Listing:
►

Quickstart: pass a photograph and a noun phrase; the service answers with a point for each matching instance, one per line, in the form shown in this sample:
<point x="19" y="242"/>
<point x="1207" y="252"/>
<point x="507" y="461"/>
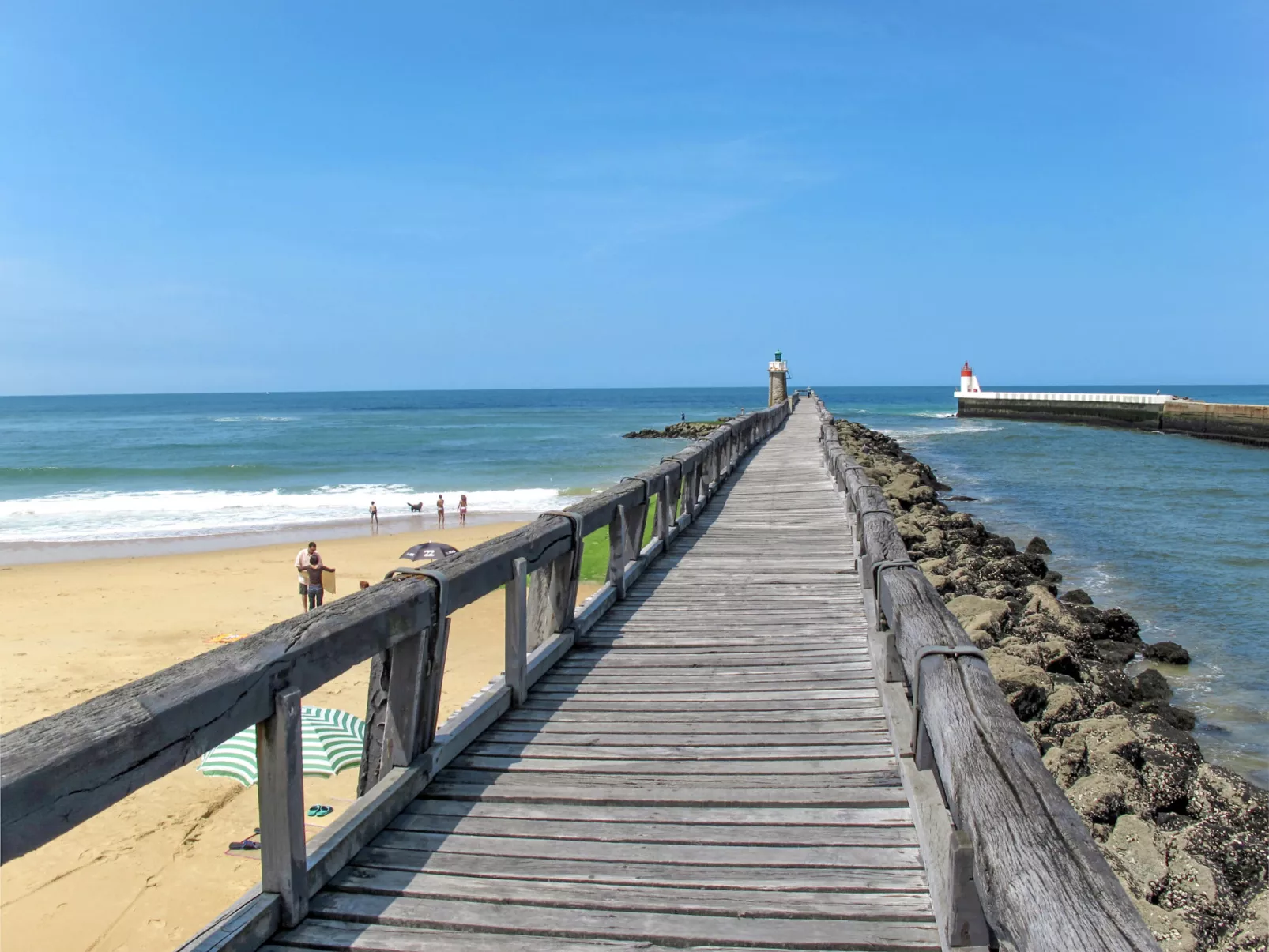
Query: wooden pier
<point x="720" y="749"/>
<point x="708" y="766"/>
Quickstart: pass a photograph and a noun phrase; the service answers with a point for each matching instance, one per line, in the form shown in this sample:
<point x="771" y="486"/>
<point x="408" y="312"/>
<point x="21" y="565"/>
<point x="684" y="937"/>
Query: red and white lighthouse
<point x="969" y="382"/>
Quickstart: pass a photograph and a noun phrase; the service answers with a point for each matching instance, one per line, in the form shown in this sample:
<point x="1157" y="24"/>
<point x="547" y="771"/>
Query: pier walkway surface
<point x="710" y="766"/>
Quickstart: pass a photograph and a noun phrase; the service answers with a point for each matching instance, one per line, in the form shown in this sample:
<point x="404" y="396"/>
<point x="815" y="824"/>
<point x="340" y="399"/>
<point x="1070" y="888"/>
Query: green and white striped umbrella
<point x="331" y="742"/>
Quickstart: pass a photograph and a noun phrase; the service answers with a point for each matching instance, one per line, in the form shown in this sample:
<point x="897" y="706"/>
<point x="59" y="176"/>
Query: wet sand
<point x="150" y="871"/>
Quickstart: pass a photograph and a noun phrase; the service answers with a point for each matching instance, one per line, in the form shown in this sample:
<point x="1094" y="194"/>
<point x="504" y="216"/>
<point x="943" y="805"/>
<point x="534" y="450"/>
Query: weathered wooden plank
<point x="682" y="834"/>
<point x="638" y="815"/>
<point x="684" y="929"/>
<point x="357" y="937"/>
<point x="618" y="871"/>
<point x="686" y="751"/>
<point x="873" y="857"/>
<point x="280" y="758"/>
<point x="668" y="767"/>
<point x="904" y="906"/>
<point x="661" y="795"/>
<point x="636" y="716"/>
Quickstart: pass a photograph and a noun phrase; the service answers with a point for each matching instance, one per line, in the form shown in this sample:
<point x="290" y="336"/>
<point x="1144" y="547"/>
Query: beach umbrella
<point x="428" y="550"/>
<point x="331" y="740"/>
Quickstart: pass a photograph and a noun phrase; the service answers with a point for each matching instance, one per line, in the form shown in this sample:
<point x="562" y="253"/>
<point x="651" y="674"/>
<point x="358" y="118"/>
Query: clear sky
<point x="241" y="196"/>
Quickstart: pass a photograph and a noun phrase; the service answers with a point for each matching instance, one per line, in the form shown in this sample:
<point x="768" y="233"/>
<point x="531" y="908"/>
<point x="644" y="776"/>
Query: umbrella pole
<point x="280" y="758"/>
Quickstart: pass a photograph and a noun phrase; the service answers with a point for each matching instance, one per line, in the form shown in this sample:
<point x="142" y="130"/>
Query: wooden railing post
<point x="636" y="519"/>
<point x="280" y="762"/>
<point x="517" y="631"/>
<point x="402" y="728"/>
<point x="617" y="551"/>
<point x="664" y="514"/>
<point x="554" y="588"/>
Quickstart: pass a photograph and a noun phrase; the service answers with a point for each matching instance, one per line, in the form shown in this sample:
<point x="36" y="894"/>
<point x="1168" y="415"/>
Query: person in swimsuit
<point x="303" y="558"/>
<point x="315" y="590"/>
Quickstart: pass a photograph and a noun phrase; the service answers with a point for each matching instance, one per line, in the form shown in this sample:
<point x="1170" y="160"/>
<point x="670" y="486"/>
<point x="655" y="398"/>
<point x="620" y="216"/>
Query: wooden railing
<point x="1009" y="843"/>
<point x="60" y="771"/>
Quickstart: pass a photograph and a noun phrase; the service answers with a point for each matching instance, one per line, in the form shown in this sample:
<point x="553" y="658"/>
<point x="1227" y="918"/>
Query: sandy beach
<point x="151" y="870"/>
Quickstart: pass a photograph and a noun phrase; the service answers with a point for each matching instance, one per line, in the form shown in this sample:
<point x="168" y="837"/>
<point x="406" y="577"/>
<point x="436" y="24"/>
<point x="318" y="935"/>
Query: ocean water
<point x="1173" y="529"/>
<point x="149" y="468"/>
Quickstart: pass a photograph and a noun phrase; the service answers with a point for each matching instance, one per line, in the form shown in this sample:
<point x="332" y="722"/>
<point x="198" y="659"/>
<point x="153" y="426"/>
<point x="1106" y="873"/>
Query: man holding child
<point x="310" y="566"/>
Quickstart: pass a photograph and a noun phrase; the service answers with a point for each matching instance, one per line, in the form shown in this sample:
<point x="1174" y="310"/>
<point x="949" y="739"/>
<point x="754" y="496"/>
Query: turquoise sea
<point x="1172" y="529"/>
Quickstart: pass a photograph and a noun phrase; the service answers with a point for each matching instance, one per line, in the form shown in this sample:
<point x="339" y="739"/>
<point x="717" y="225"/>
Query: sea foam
<point x="165" y="513"/>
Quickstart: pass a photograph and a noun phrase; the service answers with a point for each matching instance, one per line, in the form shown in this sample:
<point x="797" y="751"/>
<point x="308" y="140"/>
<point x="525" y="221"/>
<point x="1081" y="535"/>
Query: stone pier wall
<point x="1233" y="423"/>
<point x="1237" y="423"/>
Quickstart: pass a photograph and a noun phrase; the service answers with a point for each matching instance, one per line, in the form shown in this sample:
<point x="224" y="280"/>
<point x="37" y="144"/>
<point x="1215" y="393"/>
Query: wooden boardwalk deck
<point x="708" y="767"/>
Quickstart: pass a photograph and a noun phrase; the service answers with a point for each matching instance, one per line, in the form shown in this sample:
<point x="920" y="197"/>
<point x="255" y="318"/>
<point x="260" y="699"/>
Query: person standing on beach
<point x="303" y="566"/>
<point x="315" y="590"/>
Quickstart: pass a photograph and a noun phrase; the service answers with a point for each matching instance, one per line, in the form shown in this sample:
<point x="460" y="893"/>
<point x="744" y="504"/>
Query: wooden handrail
<point x="1042" y="882"/>
<point x="62" y="770"/>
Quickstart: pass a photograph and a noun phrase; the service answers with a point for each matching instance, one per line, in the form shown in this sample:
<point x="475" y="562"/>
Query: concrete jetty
<point x="1233" y="423"/>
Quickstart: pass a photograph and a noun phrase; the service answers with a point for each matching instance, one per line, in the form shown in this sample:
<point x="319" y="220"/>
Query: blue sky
<point x="209" y="197"/>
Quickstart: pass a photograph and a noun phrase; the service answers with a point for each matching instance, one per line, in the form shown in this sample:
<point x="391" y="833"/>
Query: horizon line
<point x="951" y="385"/>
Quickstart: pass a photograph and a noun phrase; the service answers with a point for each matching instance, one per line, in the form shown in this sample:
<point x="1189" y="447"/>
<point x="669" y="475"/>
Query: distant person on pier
<point x="303" y="563"/>
<point x="315" y="590"/>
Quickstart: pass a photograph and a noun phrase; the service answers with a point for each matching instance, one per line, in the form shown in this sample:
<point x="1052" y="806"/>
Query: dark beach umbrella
<point x="428" y="550"/>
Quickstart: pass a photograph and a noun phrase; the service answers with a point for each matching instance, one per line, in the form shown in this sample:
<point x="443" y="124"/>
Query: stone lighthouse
<point x="779" y="374"/>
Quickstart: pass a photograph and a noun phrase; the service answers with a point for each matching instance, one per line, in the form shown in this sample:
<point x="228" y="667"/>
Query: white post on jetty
<point x="779" y="371"/>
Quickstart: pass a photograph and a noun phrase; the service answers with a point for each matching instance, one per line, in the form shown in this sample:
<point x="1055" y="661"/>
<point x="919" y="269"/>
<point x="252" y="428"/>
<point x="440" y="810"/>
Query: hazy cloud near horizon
<point x="207" y="200"/>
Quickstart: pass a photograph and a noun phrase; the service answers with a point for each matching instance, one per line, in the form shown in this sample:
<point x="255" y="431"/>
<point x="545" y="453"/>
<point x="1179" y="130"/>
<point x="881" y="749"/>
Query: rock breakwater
<point x="687" y="429"/>
<point x="1188" y="839"/>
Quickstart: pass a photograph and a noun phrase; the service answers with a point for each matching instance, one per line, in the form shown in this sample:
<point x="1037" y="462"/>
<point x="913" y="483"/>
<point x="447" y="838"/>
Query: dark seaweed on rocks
<point x="689" y="429"/>
<point x="1188" y="839"/>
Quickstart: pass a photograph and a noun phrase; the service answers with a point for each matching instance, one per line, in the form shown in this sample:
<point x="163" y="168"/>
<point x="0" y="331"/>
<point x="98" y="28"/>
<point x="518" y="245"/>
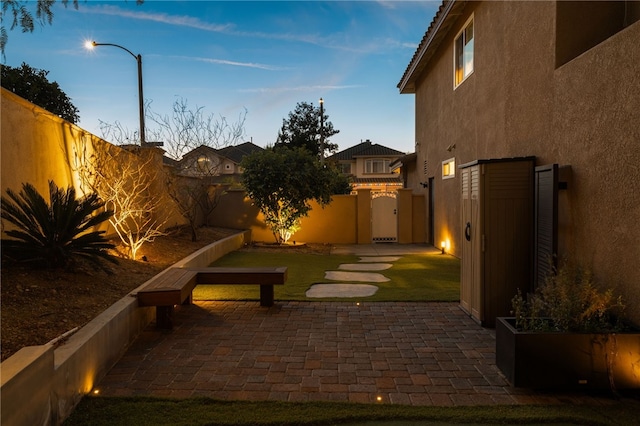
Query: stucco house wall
<point x="37" y="146"/>
<point x="519" y="101"/>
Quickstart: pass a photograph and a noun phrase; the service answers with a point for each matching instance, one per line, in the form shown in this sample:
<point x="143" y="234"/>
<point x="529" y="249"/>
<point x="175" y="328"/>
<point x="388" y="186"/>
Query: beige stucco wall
<point x="584" y="114"/>
<point x="37" y="146"/>
<point x="345" y="220"/>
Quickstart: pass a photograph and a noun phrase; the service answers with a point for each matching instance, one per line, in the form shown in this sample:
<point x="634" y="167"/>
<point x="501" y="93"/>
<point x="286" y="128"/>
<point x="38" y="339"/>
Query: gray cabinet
<point x="497" y="229"/>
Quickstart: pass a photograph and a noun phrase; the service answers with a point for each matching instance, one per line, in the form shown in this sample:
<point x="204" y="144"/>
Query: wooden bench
<point x="176" y="286"/>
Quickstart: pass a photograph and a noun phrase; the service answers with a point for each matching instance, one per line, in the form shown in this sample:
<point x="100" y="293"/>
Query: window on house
<point x="449" y="168"/>
<point x="376" y="166"/>
<point x="463" y="53"/>
<point x="345" y="168"/>
<point x="204" y="164"/>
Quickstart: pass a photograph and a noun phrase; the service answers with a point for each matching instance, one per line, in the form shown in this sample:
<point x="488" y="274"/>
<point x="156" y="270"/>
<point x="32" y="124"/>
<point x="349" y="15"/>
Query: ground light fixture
<point x="90" y="44"/>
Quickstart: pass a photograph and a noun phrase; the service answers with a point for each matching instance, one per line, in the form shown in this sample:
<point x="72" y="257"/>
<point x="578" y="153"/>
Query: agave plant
<point x="52" y="234"/>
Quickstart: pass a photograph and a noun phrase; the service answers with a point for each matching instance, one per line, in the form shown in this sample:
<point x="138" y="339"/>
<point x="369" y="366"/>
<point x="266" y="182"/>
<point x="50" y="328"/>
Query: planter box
<point x="567" y="360"/>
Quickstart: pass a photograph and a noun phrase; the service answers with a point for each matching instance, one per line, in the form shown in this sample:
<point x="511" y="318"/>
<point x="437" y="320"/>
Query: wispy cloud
<point x="315" y="88"/>
<point x="179" y="20"/>
<point x="232" y="63"/>
<point x="334" y="41"/>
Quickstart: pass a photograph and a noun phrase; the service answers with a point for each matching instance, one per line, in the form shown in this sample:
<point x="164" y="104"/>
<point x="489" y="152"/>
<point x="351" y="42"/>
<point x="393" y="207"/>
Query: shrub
<point x="52" y="234"/>
<point x="569" y="301"/>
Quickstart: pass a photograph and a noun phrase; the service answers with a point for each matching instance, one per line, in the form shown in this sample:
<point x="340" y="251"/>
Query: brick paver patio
<point x="404" y="353"/>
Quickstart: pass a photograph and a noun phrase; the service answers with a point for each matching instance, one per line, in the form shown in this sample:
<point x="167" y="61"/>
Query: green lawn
<point x="141" y="411"/>
<point x="413" y="278"/>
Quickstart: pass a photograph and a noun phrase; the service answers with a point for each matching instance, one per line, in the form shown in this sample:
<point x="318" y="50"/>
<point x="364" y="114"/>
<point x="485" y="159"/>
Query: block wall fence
<point x="37" y="146"/>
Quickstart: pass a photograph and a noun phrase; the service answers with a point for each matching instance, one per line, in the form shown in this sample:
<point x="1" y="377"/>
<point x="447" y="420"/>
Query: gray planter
<point x="567" y="360"/>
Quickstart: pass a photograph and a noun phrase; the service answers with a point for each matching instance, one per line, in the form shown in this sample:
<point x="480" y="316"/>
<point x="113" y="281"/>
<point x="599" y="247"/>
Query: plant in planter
<point x="568" y="334"/>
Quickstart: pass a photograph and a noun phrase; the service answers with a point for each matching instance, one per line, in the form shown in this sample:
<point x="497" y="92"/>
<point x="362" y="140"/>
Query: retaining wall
<point x="41" y="385"/>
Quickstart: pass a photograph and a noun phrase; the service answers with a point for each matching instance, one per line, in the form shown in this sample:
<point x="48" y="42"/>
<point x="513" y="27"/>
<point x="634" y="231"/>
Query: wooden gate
<point x="384" y="217"/>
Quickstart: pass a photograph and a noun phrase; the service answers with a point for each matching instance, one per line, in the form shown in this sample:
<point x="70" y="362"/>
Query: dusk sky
<point x="263" y="56"/>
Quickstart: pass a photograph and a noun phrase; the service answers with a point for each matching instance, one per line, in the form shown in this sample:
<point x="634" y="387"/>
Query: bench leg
<point x="164" y="315"/>
<point x="266" y="295"/>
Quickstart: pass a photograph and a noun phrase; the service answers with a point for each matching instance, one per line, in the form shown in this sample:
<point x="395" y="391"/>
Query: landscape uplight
<point x="321" y="130"/>
<point x="90" y="44"/>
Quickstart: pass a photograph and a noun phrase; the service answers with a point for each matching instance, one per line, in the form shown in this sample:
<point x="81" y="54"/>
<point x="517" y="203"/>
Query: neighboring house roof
<point x="234" y="153"/>
<point x="238" y="152"/>
<point x="446" y="15"/>
<point x="365" y="149"/>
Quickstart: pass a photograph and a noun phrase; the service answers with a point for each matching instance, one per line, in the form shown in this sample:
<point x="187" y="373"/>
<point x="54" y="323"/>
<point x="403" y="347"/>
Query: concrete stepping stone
<point x="341" y="290"/>
<point x="379" y="258"/>
<point x="370" y="277"/>
<point x="365" y="266"/>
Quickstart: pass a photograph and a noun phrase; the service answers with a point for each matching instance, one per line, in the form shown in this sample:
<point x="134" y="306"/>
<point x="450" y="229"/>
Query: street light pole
<point x="138" y="59"/>
<point x="321" y="130"/>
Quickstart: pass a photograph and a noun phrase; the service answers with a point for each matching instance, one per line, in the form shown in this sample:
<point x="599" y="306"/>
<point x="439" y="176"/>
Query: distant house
<point x="368" y="165"/>
<point x="223" y="164"/>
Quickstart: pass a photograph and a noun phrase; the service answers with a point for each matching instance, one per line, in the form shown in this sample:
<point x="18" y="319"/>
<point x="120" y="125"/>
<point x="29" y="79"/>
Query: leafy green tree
<point x="20" y="14"/>
<point x="53" y="234"/>
<point x="282" y="182"/>
<point x="305" y="128"/>
<point x="32" y="84"/>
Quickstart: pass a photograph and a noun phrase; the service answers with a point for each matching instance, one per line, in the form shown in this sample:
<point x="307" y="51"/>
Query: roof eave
<point x="443" y="19"/>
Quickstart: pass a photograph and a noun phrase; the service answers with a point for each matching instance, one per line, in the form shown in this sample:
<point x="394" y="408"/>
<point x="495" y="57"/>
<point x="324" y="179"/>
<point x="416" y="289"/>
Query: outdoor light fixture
<point x="321" y="130"/>
<point x="91" y="44"/>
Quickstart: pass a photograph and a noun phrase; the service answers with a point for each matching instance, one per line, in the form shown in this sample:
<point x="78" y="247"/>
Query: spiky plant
<point x="52" y="234"/>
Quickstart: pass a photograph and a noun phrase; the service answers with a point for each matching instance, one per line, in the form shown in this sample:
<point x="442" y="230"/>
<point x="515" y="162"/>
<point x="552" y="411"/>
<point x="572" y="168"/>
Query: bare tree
<point x="190" y="138"/>
<point x="125" y="181"/>
<point x="187" y="129"/>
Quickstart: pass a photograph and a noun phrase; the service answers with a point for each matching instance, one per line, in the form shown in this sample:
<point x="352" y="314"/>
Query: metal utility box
<point x="497" y="243"/>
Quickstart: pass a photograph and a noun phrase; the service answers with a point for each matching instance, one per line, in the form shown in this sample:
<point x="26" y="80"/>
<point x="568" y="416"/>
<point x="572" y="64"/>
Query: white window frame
<point x="449" y="168"/>
<point x="467" y="55"/>
<point x="368" y="166"/>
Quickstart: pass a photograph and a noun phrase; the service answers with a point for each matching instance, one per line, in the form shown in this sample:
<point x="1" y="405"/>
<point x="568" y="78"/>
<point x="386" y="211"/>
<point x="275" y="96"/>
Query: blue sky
<point x="263" y="56"/>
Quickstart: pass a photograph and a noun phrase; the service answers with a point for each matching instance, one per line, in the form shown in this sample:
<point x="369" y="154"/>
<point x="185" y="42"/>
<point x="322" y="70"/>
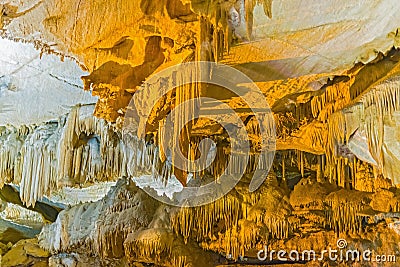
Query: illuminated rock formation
<point x="68" y="73"/>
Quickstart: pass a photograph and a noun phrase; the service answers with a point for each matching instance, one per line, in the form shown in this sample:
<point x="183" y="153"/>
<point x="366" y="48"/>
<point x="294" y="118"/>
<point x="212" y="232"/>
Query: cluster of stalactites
<point x="76" y="150"/>
<point x="239" y="227"/>
<point x="343" y="217"/>
<point x="366" y="115"/>
<point x="334" y="98"/>
<point x="88" y="149"/>
<point x="154" y="245"/>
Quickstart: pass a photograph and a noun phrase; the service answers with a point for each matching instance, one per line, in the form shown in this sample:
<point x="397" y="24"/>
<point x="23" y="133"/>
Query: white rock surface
<point x="34" y="90"/>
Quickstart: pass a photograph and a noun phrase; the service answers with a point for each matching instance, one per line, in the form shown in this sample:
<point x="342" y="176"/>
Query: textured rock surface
<point x="329" y="71"/>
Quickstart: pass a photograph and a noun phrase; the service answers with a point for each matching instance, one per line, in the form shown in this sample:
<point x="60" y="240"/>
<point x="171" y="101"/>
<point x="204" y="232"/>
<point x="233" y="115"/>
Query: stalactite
<point x="371" y="107"/>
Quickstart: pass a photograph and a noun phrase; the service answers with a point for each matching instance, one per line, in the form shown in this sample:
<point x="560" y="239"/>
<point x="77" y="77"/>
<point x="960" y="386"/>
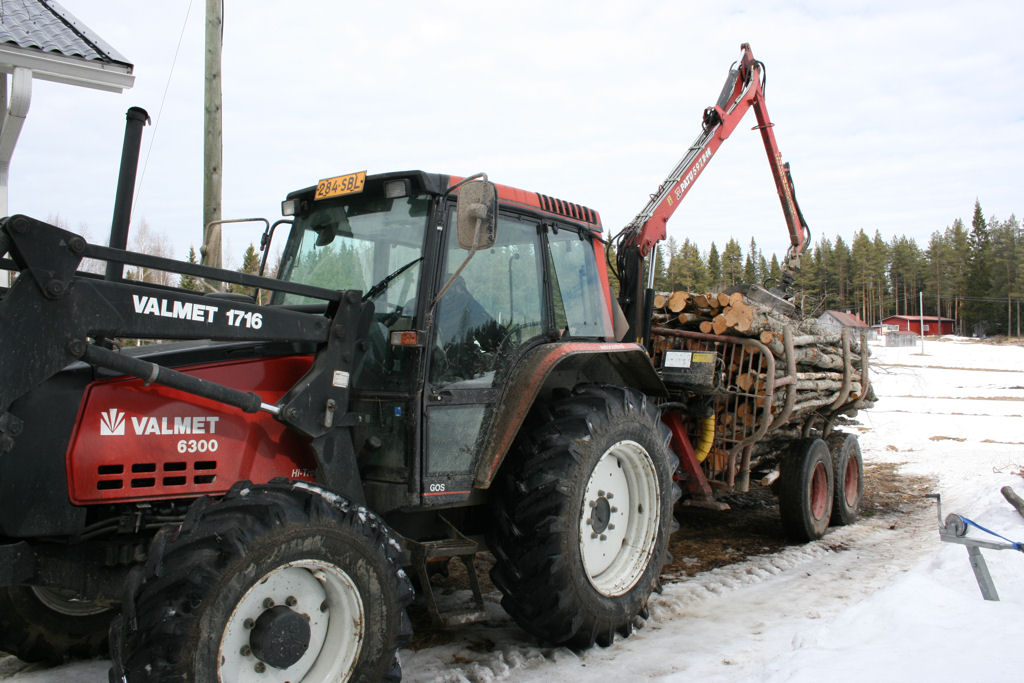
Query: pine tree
<point x="188" y="282"/>
<point x="732" y="262"/>
<point x="714" y="267"/>
<point x="978" y="313"/>
<point x="250" y="265"/>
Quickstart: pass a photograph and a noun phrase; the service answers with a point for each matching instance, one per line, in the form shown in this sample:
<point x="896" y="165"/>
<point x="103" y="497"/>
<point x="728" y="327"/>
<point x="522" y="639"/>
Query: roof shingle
<point x="45" y="26"/>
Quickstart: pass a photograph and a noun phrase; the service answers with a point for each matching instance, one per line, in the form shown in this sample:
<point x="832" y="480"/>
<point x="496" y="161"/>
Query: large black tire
<point x="48" y="625"/>
<point x="563" y="566"/>
<point x="276" y="582"/>
<point x="805" y="489"/>
<point x="849" y="478"/>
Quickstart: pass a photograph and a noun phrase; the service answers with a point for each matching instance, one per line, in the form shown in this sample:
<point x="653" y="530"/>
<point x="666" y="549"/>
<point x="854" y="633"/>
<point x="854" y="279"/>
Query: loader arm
<point x="52" y="315"/>
<point x="743" y="89"/>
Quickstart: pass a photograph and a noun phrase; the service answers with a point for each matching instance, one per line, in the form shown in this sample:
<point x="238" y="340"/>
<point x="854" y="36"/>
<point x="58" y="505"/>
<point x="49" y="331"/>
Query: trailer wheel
<point x="283" y="582"/>
<point x="584" y="514"/>
<point x="805" y="491"/>
<point x="849" y="478"/>
<point x="51" y="625"/>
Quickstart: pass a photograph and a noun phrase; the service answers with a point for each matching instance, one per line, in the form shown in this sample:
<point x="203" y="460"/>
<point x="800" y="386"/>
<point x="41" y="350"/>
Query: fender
<point x="559" y="365"/>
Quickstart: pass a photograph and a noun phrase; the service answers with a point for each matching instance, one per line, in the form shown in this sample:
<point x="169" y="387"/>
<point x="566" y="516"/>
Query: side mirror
<point x="476" y="215"/>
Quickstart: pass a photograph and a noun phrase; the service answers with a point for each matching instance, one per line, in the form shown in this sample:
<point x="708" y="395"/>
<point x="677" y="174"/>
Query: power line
<point x="160" y="112"/>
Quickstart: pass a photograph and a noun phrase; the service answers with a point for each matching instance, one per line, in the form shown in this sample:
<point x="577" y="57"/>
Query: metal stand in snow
<point x="953" y="529"/>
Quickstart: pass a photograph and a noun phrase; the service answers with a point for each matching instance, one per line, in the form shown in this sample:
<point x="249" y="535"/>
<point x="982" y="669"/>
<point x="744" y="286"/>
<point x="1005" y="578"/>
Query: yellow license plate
<point x="339" y="185"/>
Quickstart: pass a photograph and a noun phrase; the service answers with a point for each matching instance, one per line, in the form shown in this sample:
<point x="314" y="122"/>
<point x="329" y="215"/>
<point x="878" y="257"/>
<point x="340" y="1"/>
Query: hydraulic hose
<point x="707" y="427"/>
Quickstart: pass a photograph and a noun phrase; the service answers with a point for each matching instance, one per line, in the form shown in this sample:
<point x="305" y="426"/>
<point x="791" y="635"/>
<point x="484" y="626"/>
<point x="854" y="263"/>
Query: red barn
<point x="933" y="326"/>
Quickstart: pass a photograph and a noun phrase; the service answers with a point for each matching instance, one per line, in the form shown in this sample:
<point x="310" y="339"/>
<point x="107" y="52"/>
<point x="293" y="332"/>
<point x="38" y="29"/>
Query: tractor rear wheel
<point x="584" y="513"/>
<point x="283" y="582"/>
<point x="849" y="478"/>
<point x="51" y="625"/>
<point x="805" y="489"/>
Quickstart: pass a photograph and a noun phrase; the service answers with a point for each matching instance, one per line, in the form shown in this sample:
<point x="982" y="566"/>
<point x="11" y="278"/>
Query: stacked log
<point x="820" y="383"/>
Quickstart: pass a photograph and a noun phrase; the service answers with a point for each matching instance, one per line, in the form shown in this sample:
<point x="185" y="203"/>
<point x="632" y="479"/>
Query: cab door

◄

Directions for this task:
Show every line of the entries above that contains the string "post", matching case exactly.

Exercise output:
Query: wooden railing post
Query: white post on jetty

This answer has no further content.